# Job opportunity in Canada



## jacks12 (Apr 2, 2014)

Hi guys,

I am from India and looking for an opportunity in Canada.
I have done BE in E&C and I have total experience of 7 years in domain of computer networking.

Consultant advised me that there is not clarity about FSW program this year. They may not open quota at all and if they open it - not sure when and if relative category will be there or not.

She advised me to take another service that will cover preparing my resume as per standard there and market it to all recruiters, consultants, employers, etc.
So, if I can get offer letter, I can get work permit now and move there.

Can anyone please advise me how much it is possible to get job in Canada this way - when I am not in Canada and I don't have valid work permit.

I understand it depends on many factors like requirements, skillset, etc. but still rough idea will really help me to decide if should I register for it or not.

Really appreciate your help.

Thanks.


----------



## Jrge (Mar 22, 2011)

Hi,


jacks12 said:


> Hi guys,
> 
> I am from India and looking for an opportunity in Canada.
************
● GIVEN REQUEST A
In the forum thread on finding a job in Canada, reproduce the part that opens with the words "I have done" and closes with "for it or not.", substituting "work visa" for "work permit".
************
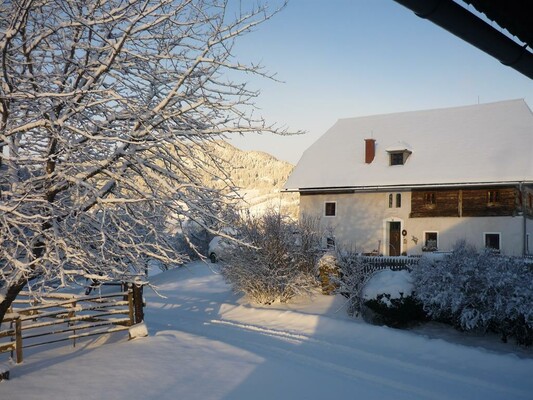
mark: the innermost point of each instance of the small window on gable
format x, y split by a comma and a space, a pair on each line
396, 158
431, 241
429, 199
493, 242
330, 209
493, 197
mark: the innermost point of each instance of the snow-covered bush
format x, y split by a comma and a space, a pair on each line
274, 260
353, 277
478, 291
389, 299
328, 273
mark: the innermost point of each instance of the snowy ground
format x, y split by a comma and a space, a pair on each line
206, 343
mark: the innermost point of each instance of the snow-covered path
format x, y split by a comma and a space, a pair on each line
206, 344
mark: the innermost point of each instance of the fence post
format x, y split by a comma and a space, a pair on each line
130, 305
18, 339
72, 314
138, 302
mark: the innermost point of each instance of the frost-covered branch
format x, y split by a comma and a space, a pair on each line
106, 108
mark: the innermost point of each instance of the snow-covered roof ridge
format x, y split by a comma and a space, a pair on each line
475, 144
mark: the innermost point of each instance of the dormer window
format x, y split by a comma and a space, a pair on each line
429, 199
399, 153
396, 159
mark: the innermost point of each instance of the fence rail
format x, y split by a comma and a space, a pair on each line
377, 263
59, 317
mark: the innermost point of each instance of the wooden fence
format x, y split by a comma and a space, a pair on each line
377, 263
58, 317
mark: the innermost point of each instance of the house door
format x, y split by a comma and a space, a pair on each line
394, 238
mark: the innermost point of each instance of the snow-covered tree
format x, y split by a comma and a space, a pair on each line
101, 104
275, 259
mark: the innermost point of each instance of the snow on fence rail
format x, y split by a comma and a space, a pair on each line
377, 263
58, 317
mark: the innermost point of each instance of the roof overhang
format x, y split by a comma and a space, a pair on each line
406, 187
513, 15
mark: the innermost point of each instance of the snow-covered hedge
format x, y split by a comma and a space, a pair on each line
277, 261
389, 299
478, 291
351, 279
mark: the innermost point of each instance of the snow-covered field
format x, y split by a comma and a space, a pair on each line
207, 343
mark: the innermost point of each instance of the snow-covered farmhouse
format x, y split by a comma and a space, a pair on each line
420, 181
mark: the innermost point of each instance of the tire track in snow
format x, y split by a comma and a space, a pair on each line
297, 338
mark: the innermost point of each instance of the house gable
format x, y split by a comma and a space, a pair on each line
488, 143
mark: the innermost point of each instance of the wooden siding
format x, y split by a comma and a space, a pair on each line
446, 203
527, 200
475, 202
466, 203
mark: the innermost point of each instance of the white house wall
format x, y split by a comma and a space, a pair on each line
360, 224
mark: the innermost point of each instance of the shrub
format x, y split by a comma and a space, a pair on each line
351, 279
394, 312
389, 299
274, 259
478, 292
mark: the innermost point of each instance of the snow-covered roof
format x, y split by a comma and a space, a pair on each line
487, 143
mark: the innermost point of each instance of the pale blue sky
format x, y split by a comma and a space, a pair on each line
350, 58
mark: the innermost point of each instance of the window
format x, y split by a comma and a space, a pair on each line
398, 200
396, 158
493, 197
429, 199
431, 241
330, 209
492, 241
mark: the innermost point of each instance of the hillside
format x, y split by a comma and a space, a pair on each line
258, 176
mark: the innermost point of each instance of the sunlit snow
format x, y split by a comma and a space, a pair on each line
207, 343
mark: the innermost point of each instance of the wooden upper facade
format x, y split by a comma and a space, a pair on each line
472, 202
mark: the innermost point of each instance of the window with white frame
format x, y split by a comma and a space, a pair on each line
431, 241
493, 241
330, 208
397, 197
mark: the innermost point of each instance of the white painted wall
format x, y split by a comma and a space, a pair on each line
361, 220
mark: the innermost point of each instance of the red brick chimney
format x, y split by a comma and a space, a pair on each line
370, 150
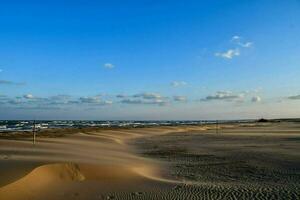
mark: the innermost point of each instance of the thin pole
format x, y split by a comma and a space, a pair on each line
33, 132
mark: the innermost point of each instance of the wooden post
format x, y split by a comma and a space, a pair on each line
33, 132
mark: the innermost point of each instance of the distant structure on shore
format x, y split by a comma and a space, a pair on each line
262, 120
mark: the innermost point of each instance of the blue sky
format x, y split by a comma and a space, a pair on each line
222, 59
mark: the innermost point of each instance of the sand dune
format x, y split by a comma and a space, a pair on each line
186, 162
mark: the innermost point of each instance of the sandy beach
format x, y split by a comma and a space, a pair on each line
239, 161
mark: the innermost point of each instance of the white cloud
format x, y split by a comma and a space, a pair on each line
256, 99
235, 38
109, 65
148, 95
225, 95
180, 98
229, 54
28, 96
178, 83
246, 45
296, 97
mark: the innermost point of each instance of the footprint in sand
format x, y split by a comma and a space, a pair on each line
5, 157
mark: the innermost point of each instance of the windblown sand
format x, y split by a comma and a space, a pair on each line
241, 161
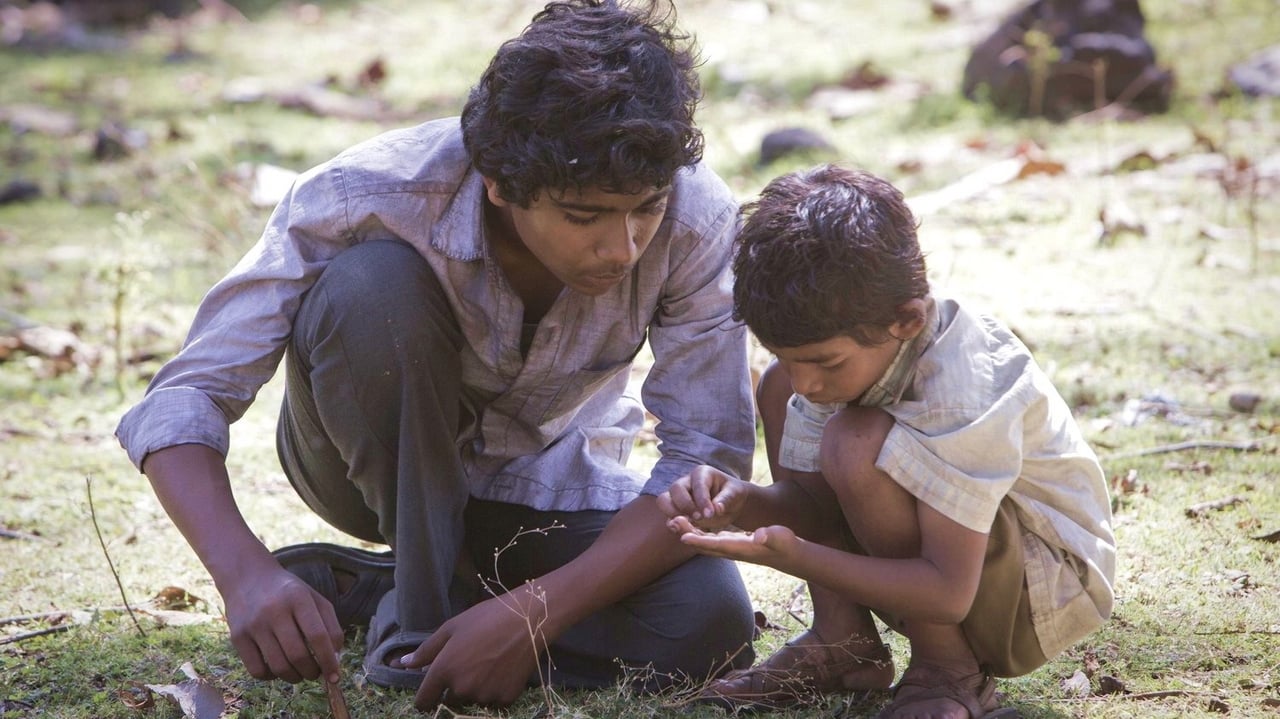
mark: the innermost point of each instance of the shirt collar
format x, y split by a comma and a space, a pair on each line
892, 384
460, 230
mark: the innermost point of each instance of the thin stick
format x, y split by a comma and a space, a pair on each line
24, 618
35, 633
92, 513
1244, 445
5, 532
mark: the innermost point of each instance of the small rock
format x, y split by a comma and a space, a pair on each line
1244, 401
18, 191
791, 141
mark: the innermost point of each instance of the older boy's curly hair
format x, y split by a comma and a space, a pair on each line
589, 96
826, 252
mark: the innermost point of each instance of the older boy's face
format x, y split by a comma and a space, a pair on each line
589, 239
836, 370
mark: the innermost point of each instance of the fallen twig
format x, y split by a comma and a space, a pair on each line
24, 618
1214, 504
5, 532
92, 513
1243, 445
337, 703
35, 633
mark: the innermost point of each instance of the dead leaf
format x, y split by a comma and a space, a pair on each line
373, 74
1272, 537
1128, 484
136, 696
176, 598
1201, 467
1212, 505
1077, 685
195, 696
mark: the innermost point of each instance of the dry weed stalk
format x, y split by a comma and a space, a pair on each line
536, 637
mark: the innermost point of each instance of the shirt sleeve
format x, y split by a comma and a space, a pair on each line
961, 462
801, 434
241, 326
699, 387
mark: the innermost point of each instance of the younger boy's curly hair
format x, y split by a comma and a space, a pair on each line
826, 252
590, 96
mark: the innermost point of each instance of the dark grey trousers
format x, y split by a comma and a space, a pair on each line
368, 438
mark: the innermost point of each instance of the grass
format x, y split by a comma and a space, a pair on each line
1187, 311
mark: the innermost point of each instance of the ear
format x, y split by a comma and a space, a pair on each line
910, 321
490, 188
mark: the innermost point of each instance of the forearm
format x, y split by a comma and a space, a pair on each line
909, 587
193, 488
803, 503
634, 550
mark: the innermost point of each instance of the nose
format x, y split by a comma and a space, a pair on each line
617, 243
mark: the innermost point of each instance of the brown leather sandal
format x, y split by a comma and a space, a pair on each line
974, 692
805, 668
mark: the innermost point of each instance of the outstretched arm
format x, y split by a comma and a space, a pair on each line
487, 654
279, 626
937, 585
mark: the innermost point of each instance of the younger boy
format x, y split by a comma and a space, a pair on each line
924, 467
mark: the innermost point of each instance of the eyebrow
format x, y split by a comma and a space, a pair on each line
588, 207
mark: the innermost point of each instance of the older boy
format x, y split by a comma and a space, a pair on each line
458, 306
970, 514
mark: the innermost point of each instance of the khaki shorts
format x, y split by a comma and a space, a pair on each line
999, 627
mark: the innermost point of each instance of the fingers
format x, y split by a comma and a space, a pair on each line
682, 526
323, 640
426, 651
298, 640
432, 692
676, 500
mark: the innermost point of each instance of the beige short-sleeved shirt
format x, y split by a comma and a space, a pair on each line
977, 420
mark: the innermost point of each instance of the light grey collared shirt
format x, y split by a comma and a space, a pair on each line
552, 429
976, 421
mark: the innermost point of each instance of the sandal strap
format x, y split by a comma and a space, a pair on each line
976, 692
796, 672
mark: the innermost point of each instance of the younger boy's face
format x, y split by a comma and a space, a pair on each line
837, 370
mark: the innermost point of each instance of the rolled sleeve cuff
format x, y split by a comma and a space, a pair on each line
169, 417
968, 499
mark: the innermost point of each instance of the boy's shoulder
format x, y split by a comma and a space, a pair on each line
700, 200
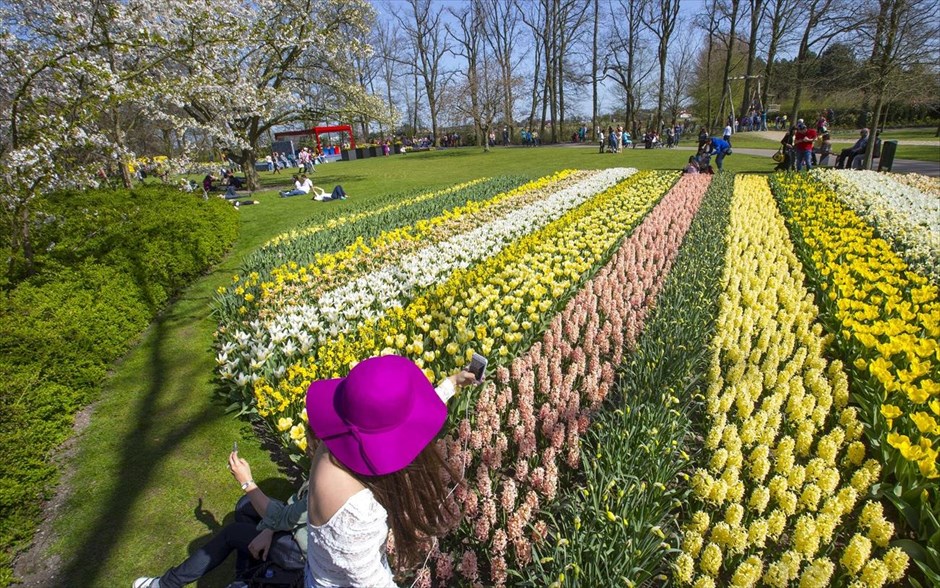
************
● GIVEN REQUEST B
Print the part of the listing that opens with the line containing "mark: the innermost point of each instance of the brown" and runs through the final line of the listing, both ends included, and leave out the pictures.

● COMPLETE ANSWER A
I have done BE in E&C and I have total experience of 7 years in domain of computer networking.

Consultant advised me that there is not clarity about FSW program this year. They may not open quota at all and if they open it - not sure when and if relative category will be there or not.

She advised me to take another service that will cover preparing my resume as per standard there and market it to all recruiters, consultants, employers, etc.
So, if I can get offer letter, I can get work visa now and move there.

Can anyone please advise me how much it is possible to get job in Canada this way - when I am not in Canada and I don't have valid work visa.

I understand it depends on many factors like requirements, skillset, etc. but still rough idea will really help me to decide if should I register for it or not.

● COMPLETE ANSWER B
mark: the innermost point of each instance of the brown leather sandal
format x, y split by a comma and a space, a pair on each line
974, 692
805, 668
mark: the innermost point of each instance of the outstretched arm
format x, y split by a comma and a space, a pair on each line
487, 654
279, 626
937, 585
mark: the innermost point of each instance of the younger boy
format x, y split by a comma and a space, a pair on each line
924, 467
mark: the innermost point of each instance of the eyebrow
format x, y split by a comma and a space, a pair on each line
588, 207
mark: the innermost point of each instance of the older boy
format x, y split by a comma and a space, a pair on each line
458, 306
970, 514
mark: the innermost point of each instance of the khaki shorts
format x, y split by a comma and a space, a pair on each line
999, 627
mark: the innermost point of each instance of the fingers
format x, y split by a comma and a space, a pair on each line
682, 526
323, 640
426, 651
298, 640
432, 692
676, 500
mark: the innermost point of each instance of the beige short-sleeved shirt
format x, y split by a comma and a space, a pair on each line
977, 420
mark: the innermost point of each instance of the light grey collared shirt
format x, y split by a comma and a space, a pair on each line
552, 429
976, 421
mark: the innermost point of each instance of the sandal strap
format x, y split by a comma and a space, a pair on each line
976, 692
796, 672
mark: the innermost point of each instance of the younger boy's face
format x, y split by a comma and a space, a pair on each line
837, 370
mark: the innermost point of each instance of the rolled sleeve cuff
format x, y split by a comma and a space, a pair on each line
169, 417
968, 499
mark: the innermost point of each instance of the boy's shoulder
format x, y split by a comma and a space, a pair on each line
700, 200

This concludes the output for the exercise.